◆ ИСХОДНЫЕ ДАННЫЕ ◆
◇ ◇ ◇

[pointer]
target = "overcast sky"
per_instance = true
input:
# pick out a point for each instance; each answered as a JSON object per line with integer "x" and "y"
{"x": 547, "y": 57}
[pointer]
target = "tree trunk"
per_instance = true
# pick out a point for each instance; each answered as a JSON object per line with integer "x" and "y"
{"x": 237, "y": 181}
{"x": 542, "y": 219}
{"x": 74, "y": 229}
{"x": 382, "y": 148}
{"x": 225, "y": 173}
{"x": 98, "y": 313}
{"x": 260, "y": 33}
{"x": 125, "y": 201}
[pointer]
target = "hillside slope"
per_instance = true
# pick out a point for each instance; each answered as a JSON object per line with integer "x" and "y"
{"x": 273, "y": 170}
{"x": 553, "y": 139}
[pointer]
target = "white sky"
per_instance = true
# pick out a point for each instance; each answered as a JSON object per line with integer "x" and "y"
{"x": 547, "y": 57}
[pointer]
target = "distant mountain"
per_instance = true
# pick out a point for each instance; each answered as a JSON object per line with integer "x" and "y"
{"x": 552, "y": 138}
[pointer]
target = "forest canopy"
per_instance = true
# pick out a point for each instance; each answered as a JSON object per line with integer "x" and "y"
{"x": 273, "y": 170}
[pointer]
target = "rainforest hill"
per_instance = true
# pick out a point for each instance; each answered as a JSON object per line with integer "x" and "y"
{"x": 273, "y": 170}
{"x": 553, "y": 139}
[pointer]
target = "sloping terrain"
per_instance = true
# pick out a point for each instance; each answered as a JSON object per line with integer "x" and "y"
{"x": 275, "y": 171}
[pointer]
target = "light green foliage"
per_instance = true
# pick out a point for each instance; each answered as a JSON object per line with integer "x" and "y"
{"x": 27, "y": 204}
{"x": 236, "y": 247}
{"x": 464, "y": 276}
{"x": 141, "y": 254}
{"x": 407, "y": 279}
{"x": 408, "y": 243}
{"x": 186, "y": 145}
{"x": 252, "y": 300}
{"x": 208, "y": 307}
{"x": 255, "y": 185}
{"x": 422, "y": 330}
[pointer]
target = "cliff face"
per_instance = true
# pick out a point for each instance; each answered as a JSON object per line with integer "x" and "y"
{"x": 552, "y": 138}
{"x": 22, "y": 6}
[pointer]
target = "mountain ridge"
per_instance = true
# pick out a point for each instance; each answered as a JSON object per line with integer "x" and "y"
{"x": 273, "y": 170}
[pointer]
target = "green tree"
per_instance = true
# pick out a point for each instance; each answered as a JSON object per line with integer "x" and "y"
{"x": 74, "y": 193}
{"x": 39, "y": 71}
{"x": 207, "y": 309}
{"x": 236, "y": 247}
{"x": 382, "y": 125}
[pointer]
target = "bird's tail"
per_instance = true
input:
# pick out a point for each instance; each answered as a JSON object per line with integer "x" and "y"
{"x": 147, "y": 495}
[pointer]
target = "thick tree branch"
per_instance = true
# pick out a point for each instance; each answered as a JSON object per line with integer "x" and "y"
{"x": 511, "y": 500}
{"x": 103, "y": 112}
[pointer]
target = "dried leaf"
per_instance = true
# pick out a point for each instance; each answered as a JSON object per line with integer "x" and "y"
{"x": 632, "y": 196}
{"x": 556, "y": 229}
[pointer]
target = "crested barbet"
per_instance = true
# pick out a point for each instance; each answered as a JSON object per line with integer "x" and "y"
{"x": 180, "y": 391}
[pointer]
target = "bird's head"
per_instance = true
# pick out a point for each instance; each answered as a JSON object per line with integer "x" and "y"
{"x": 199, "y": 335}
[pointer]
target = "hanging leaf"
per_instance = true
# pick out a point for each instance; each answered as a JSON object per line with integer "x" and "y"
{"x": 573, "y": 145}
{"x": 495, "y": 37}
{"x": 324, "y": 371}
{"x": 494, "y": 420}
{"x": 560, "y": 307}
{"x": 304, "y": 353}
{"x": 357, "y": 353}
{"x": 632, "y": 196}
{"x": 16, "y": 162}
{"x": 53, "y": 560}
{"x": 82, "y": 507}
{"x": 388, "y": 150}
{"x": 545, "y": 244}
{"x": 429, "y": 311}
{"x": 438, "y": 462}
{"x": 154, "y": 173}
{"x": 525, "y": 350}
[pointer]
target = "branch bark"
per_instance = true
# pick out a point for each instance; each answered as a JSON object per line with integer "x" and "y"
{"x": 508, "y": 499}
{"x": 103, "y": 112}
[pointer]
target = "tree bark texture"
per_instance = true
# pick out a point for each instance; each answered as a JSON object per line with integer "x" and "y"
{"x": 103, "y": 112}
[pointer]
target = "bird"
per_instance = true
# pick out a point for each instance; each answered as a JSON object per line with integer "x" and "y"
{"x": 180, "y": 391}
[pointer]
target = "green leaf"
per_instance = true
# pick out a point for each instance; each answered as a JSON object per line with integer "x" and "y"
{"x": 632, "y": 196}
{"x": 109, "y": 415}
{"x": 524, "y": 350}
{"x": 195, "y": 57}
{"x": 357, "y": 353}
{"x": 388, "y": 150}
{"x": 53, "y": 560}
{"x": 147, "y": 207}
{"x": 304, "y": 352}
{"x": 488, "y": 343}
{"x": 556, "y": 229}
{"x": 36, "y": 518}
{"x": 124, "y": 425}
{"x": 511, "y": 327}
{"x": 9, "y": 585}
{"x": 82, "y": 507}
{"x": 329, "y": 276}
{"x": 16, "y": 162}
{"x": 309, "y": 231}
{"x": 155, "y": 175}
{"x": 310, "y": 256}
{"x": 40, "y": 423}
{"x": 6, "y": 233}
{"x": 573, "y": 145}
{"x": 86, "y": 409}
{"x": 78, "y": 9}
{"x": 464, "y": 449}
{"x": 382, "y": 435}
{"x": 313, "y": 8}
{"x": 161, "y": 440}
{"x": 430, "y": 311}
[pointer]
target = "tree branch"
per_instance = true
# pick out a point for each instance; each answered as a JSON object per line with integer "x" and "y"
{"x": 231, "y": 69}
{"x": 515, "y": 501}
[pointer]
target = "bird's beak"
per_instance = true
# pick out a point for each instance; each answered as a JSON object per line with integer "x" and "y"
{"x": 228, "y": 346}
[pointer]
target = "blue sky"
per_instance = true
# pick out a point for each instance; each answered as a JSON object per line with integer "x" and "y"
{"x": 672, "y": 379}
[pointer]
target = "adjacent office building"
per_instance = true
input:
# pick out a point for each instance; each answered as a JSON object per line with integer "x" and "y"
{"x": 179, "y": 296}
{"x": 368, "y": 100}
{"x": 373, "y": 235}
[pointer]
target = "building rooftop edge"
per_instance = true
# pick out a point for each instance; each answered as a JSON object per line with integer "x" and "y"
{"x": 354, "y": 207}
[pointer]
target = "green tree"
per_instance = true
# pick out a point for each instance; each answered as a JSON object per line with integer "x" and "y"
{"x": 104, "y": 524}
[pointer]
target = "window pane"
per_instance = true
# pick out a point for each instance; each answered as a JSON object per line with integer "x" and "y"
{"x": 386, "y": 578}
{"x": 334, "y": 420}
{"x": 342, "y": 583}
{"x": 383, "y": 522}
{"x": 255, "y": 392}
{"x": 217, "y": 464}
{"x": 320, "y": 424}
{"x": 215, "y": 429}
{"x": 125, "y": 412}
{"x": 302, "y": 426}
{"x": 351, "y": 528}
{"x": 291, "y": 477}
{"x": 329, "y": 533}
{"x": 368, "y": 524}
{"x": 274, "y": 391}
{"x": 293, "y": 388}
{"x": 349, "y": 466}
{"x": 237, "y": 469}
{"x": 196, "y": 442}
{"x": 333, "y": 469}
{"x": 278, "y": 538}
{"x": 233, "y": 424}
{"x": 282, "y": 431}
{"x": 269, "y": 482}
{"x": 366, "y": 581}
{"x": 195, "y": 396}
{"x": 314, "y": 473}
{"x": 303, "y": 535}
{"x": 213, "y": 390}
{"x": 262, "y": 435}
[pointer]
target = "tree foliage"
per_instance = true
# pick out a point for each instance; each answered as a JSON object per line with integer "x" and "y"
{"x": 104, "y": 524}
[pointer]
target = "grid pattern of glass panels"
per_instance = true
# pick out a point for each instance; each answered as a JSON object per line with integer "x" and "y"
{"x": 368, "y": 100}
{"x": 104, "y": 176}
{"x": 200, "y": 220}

◇ ◇ ◇

◆ ЗАДАНИЕ ◆
Отберите в приведенных выше записях все строки, содержащие слово «bark», и перепишите их без изменений.

◆ ОТВЕТ ◆
target = "branch bark"
target = "tree bark texture"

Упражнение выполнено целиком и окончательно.